── Working data ──
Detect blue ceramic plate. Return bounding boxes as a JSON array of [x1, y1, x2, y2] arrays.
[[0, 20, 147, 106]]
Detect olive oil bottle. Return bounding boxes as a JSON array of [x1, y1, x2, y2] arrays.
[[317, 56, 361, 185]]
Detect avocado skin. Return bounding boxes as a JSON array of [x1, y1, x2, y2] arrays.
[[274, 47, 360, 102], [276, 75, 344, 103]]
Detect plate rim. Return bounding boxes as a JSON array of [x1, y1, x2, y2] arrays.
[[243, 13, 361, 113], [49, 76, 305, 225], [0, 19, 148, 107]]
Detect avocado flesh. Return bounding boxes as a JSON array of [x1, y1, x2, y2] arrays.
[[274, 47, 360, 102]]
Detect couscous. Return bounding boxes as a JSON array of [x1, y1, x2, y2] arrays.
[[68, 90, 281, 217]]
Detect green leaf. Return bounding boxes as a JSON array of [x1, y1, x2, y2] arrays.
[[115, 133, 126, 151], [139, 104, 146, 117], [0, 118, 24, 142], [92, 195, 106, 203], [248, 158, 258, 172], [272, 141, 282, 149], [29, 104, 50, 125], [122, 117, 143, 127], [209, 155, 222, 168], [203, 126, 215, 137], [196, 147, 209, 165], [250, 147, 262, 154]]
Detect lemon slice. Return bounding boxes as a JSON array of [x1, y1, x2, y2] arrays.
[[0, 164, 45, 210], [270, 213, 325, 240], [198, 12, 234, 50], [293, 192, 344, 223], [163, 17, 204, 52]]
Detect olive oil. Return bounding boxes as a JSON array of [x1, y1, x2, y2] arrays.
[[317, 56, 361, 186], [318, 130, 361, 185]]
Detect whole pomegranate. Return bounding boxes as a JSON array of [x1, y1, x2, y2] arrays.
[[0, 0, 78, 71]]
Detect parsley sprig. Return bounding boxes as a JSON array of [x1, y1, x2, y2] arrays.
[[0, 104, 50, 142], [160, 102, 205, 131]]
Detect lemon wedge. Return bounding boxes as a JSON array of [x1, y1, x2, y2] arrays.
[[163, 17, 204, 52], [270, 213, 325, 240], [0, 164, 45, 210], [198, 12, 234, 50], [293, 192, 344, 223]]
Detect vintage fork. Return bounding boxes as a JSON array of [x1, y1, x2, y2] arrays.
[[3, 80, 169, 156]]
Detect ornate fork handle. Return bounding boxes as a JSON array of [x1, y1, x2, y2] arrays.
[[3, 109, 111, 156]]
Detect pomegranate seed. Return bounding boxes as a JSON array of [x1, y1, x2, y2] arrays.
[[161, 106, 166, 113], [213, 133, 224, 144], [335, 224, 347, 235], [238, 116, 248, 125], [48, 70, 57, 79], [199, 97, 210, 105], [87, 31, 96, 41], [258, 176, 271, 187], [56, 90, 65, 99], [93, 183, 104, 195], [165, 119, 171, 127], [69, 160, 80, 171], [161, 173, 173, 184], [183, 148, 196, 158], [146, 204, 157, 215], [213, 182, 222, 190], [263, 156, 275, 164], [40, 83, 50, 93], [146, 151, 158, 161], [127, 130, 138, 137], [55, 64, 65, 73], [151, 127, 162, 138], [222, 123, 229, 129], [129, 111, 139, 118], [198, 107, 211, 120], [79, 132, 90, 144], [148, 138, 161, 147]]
───
*Exercise requirements*
For this exercise, all the data must be repeated exactly.

*Written response*
Detect blue ceramic plate. Return bounding boxes as a JSON array of [x1, y1, x2, y2] arrays.
[[0, 20, 147, 106]]
Detect olive oil bottle. Return bounding boxes as a JSON array of [x1, y1, x2, y2] arrays.
[[317, 56, 361, 185]]
Detect avocado skin. Return bounding boxes as a JSON array of [x1, y1, x2, y2] arrays.
[[274, 47, 360, 102], [276, 75, 344, 103]]
Detect plate rim. Return bounding boxes as a JSON array of [x1, y1, x2, y2] arrays.
[[243, 13, 361, 113], [49, 76, 305, 225], [0, 19, 148, 107]]
Detect avocado flesh. Return bounding boxes as a JSON array of [x1, y1, x2, y2] arrays.
[[274, 47, 360, 102]]
Detect couscous. Return bounding boxes as a JSON array of [x1, y1, x2, y2] arrays.
[[68, 90, 281, 217]]
Detect green leaf. Return bounding boxes as a JSON array of [x1, y1, x2, y2] arrays.
[[115, 133, 126, 151], [139, 104, 146, 117], [0, 118, 24, 142], [92, 195, 106, 203], [248, 158, 258, 172], [272, 141, 282, 149], [29, 104, 50, 125], [122, 117, 143, 127], [209, 155, 222, 168], [203, 126, 215, 137], [196, 147, 209, 165], [250, 147, 262, 154]]
Detect lemon slice. Return bounding boxes as a JSON array of [x1, y1, x2, y2] arrays.
[[0, 164, 45, 210], [270, 213, 325, 240], [198, 12, 234, 50], [293, 192, 344, 223], [163, 17, 204, 52]]
Detect olive oil. Return bounding boxes as a JSON array of [x1, y1, x2, y2] arrays.
[[317, 56, 361, 186], [318, 130, 361, 185]]
Detect whole pomegranate. Return bounding boxes as a JSON array of [x1, y1, x2, y2] arrays.
[[0, 0, 78, 71]]
Detect parsley sprig. Return bounding boxes as a JSON array of [x1, y1, x2, y2] arrays.
[[0, 104, 50, 142], [160, 102, 205, 131]]
Detect lemon wedge. Return bounding boxes as a JSON array of [x1, y1, x2, y2] arrays.
[[163, 17, 204, 52], [270, 213, 325, 240], [0, 164, 45, 210], [198, 12, 234, 50], [293, 192, 344, 223]]
Detect vintage fork. Return bounding boxes as a JSON array of [x1, y1, x2, y2] arrays.
[[3, 80, 169, 156]]
Detect ornate fork handle. Return bounding boxes as a JSON array of [x1, y1, x2, y2] arrays.
[[3, 109, 111, 156]]
Detect pomegranate seed. Return bounding boxes as a JSON array of [x1, y1, x2, y2] arrays.
[[161, 106, 166, 113], [213, 133, 224, 144], [335, 224, 347, 235], [238, 116, 248, 125], [48, 70, 57, 79], [199, 97, 210, 105], [87, 31, 96, 41], [258, 176, 271, 187], [56, 90, 65, 99], [93, 183, 104, 195], [165, 119, 171, 127], [69, 160, 80, 171], [161, 173, 173, 184], [183, 148, 196, 158], [146, 204, 157, 215], [213, 182, 222, 190], [263, 156, 275, 164], [40, 83, 50, 93], [146, 151, 158, 161], [127, 130, 138, 137], [55, 64, 65, 73], [151, 127, 162, 138], [222, 123, 229, 129], [129, 111, 139, 118], [198, 107, 211, 120], [79, 132, 90, 144], [148, 138, 161, 147]]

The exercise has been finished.